PROBLEM DETAILS =>
Copy out the following lines word for word.

[Excerpts from a dataset on pointing at objects]

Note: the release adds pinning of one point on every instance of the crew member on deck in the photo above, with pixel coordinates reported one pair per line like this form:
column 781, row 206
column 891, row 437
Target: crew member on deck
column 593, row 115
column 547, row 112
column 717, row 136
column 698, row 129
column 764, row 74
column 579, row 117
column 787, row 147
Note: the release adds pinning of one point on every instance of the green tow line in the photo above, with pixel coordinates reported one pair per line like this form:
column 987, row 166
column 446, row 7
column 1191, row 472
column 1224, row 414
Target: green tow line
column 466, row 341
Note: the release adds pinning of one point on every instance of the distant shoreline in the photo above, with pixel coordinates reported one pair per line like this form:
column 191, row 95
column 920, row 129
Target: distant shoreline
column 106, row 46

RESULT BELOW =>
Note: the release adds pinning of one point on every instance of the crew member on deck in the photo above, with pixel coordinates reported one pair per line like this form:
column 781, row 206
column 891, row 437
Target: crew member on deck
column 593, row 115
column 547, row 112
column 717, row 136
column 698, row 129
column 764, row 74
column 579, row 117
column 787, row 147
Note: the release adds pinning of one point on every instance of the green tow line in the photo above, with pixel coordinates reported one pair per line like this form:
column 987, row 166
column 446, row 7
column 1191, row 472
column 1224, row 414
Target: green tow line
column 466, row 341
Note: the release adds pinning of one point on every instance of the distant shoreline in the photo above, with pixel coordinates reported one pair per line like this form:
column 191, row 95
column 920, row 129
Target: distant shoreline
column 106, row 46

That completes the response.